Problems to solve
A. Answer these questions from the text on the Verizon–MCI divestiture, one answer per line, marked (i), (ii), (iii):
(i) Which purchasers are more likely to be viable competitors than other potential purchasers?
(ii) What does the proposed Final Judgment divest to a single purchaser in each metropolitan area?
(iii) How many fiber strands must the divested IRU for a last-mile connection cover?
B. Continue the text on the Verizon–MCI divestiture from the point where it ends.

These assets must be divested in such a way as to satisfy the United States in its sole discretion that they will be used by the purchaser to compete effectively and remedy the harm alleged in the Complaint in the markets for Local Private Lines and other telecommunications services that rely on Local Private Lines. In reviewing the purchaser or purchasers of the Divestiture Assets, the United States will be particularly focused on the purchaser's ability to be a viable competitor in offering Local Private Lines on both a retail and/or wholesale basis. Purchasers that are already offering similar services in or near the metropolitan area are more likely to be viable competitors than other potential purchasers.
Divesting the last-mile connections to the hundreds of buildings in Verizon's territory will remedy the harm alleged in the Complaint. Although other CLECs have local fiber networks in each of the metropolitan areas at issue, they cover only a small percentage of buildings, and the buildings covered vary from CLEC to CLEC. As a result, there are numerous buildings where MCI is the only CLEC with a last-mile connection. It is the decreased competition in the provision of these last-mile connections to buildings where MCI is the only CLEC that creates the harm alleged in the Complaint. Whether the geographic market for the sale of Local Private Line or other telecommunications services that rely on Local Private Lines is as broad as the metropolitan area or as narrow as individual locations or buildings, divesting these last-mile connections will restore the lost facilities-based competition. The proposed Final Judgment also strengthens metropolitan area competition by divesting to a single purchaser in each area all of the buildings that were unique to MCI.
To ensure that the purchaser has adequate capacity to serve customers in a given location, the lateral or last-mile connection to be divested will consist of an IRU for the greater of (1) eight (8) fiber strands or (2) one-half of the currently unused fiber strands in MCI's facilities serving the building measured at the time of the filing of the Complaint, from the point of entry of the building to the splice point with fiber used to serve different buildings. This should be sufficient capacity for the purchaser to serve current demand and allow for future growth and changes in the local service area while allowing Verizon to retain the MCI circuits being used to serve current customers without disruption to their service. In addition, to accommodate network engineering and design requirements, the divestiture IRUs can be granted for fiber strands owned or controlled by either Verizon or MCI, as mutually agreed by Defendants and the purchaser.

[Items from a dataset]

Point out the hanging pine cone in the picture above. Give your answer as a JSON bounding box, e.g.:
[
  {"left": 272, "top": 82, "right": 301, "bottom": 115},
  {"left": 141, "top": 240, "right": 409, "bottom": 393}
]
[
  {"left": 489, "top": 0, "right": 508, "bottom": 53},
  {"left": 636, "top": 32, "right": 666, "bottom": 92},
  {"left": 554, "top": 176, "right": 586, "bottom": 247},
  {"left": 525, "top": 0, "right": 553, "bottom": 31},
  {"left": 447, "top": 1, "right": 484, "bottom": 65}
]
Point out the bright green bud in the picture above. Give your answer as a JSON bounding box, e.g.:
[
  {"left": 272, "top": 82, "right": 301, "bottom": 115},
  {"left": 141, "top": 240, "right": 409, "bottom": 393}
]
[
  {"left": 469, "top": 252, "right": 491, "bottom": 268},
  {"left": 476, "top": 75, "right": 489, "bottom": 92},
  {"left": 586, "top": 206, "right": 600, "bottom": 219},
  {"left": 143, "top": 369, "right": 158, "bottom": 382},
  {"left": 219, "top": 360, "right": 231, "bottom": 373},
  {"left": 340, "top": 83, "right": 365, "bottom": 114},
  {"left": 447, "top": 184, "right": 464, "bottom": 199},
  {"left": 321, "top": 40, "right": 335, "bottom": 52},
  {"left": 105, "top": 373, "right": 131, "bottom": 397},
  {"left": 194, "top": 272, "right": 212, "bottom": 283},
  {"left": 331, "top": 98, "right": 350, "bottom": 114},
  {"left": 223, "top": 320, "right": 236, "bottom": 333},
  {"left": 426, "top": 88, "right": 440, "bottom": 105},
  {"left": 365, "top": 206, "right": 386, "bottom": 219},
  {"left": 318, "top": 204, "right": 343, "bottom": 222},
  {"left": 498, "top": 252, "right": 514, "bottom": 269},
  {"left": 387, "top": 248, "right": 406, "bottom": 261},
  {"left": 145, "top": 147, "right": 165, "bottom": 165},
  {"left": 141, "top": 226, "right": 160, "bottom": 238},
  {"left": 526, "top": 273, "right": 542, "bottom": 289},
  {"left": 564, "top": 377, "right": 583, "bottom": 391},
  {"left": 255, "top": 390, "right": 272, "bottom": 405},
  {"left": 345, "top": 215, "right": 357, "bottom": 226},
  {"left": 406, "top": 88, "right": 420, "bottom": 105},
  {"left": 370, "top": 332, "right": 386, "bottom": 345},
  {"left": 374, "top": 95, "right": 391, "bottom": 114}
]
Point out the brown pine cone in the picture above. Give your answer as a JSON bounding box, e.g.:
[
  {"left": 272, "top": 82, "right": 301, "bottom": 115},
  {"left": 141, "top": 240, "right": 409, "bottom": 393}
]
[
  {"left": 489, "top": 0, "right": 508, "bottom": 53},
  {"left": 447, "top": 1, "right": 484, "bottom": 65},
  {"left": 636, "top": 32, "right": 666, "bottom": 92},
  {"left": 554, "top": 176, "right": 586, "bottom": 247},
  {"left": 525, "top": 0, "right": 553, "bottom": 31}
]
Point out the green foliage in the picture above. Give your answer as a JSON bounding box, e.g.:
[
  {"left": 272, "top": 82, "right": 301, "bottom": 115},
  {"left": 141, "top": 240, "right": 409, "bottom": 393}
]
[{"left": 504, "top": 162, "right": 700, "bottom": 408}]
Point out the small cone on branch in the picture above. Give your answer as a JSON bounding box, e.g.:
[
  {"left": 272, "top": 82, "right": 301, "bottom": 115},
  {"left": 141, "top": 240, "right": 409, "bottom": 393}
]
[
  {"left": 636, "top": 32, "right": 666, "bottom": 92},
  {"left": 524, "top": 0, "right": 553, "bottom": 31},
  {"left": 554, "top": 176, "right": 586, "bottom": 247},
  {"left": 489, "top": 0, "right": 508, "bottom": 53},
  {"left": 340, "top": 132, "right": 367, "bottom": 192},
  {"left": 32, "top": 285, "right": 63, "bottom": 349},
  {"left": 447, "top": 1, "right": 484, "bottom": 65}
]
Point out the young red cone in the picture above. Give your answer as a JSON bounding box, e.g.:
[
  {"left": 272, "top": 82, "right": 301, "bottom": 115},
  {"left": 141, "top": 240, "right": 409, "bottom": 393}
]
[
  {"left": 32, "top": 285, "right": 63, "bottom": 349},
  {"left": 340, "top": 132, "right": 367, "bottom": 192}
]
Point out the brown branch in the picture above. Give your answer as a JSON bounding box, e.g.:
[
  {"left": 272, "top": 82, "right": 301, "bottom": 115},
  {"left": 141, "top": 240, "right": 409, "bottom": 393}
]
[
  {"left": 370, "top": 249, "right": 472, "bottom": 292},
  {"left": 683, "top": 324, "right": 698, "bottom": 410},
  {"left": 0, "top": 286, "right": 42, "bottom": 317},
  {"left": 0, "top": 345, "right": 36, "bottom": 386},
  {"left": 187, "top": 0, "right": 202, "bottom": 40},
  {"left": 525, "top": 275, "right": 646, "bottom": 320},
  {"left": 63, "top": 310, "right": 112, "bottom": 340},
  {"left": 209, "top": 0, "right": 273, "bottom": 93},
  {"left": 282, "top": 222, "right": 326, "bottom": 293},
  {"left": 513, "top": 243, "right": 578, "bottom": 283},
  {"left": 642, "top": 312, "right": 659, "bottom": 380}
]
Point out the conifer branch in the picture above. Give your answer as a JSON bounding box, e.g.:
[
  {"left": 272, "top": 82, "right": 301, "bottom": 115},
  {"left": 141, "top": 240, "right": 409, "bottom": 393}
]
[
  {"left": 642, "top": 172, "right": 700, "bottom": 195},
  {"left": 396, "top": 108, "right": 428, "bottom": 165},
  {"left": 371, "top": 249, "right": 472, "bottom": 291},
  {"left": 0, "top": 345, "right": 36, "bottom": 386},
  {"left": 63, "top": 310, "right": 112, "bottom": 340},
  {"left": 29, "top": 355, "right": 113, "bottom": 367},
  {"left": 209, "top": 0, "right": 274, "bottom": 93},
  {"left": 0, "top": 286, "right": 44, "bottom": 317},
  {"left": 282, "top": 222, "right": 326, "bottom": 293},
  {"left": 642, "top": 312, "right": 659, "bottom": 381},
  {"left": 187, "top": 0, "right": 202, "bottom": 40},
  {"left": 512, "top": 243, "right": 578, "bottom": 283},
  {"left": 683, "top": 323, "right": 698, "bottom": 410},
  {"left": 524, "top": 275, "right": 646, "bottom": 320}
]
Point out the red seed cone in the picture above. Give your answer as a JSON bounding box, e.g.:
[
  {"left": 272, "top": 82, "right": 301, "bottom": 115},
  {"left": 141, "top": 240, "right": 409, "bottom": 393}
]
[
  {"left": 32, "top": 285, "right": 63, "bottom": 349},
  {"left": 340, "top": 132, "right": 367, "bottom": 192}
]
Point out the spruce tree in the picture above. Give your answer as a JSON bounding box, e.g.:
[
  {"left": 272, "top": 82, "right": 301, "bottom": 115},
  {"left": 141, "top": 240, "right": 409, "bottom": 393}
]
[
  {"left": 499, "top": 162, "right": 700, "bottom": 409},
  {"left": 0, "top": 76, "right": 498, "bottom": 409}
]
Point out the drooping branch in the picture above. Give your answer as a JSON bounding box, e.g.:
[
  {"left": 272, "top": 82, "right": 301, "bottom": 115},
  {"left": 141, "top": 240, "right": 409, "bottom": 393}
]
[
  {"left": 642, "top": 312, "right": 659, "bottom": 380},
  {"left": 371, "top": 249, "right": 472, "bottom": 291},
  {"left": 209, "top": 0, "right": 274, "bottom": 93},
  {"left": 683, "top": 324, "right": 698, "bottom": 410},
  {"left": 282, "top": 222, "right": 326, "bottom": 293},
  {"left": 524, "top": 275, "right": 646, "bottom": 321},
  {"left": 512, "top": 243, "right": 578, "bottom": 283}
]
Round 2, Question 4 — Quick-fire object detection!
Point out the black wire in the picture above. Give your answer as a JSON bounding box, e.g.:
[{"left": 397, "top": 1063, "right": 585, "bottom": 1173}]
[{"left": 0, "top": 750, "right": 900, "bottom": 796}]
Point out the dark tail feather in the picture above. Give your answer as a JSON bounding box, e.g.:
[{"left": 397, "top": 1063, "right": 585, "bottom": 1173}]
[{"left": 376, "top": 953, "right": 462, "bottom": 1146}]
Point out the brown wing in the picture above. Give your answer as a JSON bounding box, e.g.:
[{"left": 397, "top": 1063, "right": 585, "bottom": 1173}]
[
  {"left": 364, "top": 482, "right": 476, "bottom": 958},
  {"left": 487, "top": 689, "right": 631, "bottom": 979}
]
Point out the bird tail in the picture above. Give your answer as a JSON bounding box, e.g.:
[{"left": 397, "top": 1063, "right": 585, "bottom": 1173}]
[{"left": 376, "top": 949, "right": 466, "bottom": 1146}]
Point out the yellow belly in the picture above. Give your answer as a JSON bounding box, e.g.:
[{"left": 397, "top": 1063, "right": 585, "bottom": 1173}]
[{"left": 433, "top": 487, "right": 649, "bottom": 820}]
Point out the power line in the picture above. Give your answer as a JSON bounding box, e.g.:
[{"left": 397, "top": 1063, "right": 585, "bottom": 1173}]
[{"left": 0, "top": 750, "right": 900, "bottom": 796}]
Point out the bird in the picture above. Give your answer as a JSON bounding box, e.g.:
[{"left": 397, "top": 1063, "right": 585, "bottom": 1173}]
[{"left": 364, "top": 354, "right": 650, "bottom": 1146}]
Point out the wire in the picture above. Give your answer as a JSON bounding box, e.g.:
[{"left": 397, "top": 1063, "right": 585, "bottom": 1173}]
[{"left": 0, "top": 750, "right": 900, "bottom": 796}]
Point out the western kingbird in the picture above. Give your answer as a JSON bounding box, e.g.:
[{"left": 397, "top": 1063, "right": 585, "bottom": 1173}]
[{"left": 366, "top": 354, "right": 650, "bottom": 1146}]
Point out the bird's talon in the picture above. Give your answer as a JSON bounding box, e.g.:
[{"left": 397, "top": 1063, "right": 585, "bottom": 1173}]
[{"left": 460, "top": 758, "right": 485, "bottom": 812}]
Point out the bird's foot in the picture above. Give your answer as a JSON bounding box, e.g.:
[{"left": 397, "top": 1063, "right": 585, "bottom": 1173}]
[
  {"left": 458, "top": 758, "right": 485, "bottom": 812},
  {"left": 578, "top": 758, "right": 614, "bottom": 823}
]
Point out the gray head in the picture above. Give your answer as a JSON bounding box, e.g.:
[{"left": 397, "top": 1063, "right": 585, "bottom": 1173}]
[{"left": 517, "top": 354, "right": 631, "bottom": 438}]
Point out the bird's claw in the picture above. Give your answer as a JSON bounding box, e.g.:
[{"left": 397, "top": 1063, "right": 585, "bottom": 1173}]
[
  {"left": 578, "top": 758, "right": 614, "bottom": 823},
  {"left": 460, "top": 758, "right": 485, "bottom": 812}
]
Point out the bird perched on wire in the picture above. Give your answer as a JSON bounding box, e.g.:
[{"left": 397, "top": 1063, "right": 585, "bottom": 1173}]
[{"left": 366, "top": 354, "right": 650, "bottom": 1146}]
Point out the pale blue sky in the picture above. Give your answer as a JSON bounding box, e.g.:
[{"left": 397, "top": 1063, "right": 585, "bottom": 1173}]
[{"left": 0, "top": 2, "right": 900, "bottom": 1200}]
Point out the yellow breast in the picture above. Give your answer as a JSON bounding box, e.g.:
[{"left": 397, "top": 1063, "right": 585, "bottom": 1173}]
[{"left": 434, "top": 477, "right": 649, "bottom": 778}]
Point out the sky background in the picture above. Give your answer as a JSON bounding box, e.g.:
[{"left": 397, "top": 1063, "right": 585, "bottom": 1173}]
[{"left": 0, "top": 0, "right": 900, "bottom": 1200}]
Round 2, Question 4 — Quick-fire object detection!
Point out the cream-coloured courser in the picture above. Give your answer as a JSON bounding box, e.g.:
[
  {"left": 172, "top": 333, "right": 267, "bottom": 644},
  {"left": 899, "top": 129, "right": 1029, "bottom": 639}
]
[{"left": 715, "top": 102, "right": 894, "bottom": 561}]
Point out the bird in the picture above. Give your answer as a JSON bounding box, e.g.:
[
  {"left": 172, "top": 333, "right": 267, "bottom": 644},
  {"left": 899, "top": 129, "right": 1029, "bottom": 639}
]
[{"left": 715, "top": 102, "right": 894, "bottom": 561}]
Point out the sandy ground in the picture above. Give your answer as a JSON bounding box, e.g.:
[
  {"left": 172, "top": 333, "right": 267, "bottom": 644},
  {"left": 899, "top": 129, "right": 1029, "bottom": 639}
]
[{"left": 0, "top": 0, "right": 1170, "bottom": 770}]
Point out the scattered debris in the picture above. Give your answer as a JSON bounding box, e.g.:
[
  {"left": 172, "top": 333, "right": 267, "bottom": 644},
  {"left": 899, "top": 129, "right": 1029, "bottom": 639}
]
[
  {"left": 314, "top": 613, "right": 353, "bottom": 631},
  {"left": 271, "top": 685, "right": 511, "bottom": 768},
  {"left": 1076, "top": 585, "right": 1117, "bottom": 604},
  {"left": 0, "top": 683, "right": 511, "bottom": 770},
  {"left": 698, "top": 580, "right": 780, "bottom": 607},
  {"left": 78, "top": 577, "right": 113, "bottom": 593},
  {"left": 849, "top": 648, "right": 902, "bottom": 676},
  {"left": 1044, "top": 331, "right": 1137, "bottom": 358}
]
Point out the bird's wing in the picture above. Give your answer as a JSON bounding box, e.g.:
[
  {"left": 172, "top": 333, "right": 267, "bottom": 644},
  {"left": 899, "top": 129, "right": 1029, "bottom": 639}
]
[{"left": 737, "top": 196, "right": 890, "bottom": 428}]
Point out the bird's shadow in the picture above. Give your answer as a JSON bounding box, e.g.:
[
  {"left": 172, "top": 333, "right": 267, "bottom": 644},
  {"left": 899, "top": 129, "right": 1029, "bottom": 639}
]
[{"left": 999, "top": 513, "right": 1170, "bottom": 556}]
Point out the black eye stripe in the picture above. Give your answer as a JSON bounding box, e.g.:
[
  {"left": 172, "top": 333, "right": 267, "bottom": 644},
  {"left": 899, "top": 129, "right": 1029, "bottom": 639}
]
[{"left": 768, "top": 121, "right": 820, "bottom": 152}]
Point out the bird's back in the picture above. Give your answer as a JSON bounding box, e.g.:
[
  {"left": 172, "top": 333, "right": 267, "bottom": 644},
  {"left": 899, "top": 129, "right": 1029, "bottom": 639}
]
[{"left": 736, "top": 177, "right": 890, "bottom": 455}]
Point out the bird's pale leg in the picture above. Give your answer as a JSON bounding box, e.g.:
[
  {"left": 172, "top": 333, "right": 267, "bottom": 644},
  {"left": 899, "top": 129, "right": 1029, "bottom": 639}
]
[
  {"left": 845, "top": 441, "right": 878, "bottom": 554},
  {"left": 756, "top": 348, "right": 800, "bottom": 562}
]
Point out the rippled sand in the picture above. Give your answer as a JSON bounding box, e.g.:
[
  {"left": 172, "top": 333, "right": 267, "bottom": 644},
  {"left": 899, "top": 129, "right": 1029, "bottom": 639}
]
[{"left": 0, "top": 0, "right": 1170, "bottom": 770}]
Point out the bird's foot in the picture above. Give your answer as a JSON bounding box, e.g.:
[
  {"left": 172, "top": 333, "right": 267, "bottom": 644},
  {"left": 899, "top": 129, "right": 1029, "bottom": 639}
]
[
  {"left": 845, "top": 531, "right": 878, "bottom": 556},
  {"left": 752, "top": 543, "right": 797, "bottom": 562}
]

The answers
A.
(i) Purchasers that are already offering similar services in or near the metropolitan area.
(ii) All of the buildings that were unique to MCI.
(iii) The greater of eight fiber strands or one-half of the currently unused fiber strands in MCI's facilities serving the building, measured at the time the Complaint was filed.

B.
Last-mile connections, however, are of little use if they are not connected to a network. Therefore, the proposed Final Judgment also requires the divestiture of IRUs for transport facilities sufficient to connect the divested last-mile connections to locations mutually agreed upon by Defendants and the purchaser. This will ensure that the purchaser can connect the last-mile connections to its network facilities and provide both Local Private Lines and any other telecommunications services that rely on Local Private Lines that a customer in the building may require.
An IRU (or indefeasible right of use) is a long-term leasehold interest commonly used in the telecommunications industry that gives the holder the right to use specified strands of fiber in a telecommunications facility. The proposed Final Judgment contemplates that the purchaser and Defendants will negotiate commercially reasonable IRUs, that must meet minimum requirements, including: (1) to ensure that the purchaser has the asset for a long enough time period to serve customers while taking into account the dynamic nature of the telecommunications industry and the useful life of the existing fiber, the IRU must be for a minimum of 10 years; (2) to minimize ongoing carrying costs for the IRU, the IRU cannot contain a monthly or other recurring fee; and (3) to ensure that Defendants cannot limit the purchasers' use of the last-mile connection, the IRU cannot unreasonably limit the right of the purchaser to use the asset as it wishes (e.g., the purchaser shall be permitted to splice into the IRU fiber, though such splice points must be mutually agreed upon by Defendants and purchaser). This last requirement, allows the purchaser to splice into the IRUs to serve locations other than those listed in Appendix A of the proposed Final Judgment, at mutually agreed upon splice points.
The requirements of the proposed Final Judgment ensure that the purchasers can use the Divested Assets to begin competing immediately for customers in these buildings and will have the rights and cost structure necessary to be effective by (1) minimizing carrying costs so that viability is not threatened if customers are not immediately procured and (2) giving the purchaser flexibility in use of the last-mile connections by allowing splicing into the fiber.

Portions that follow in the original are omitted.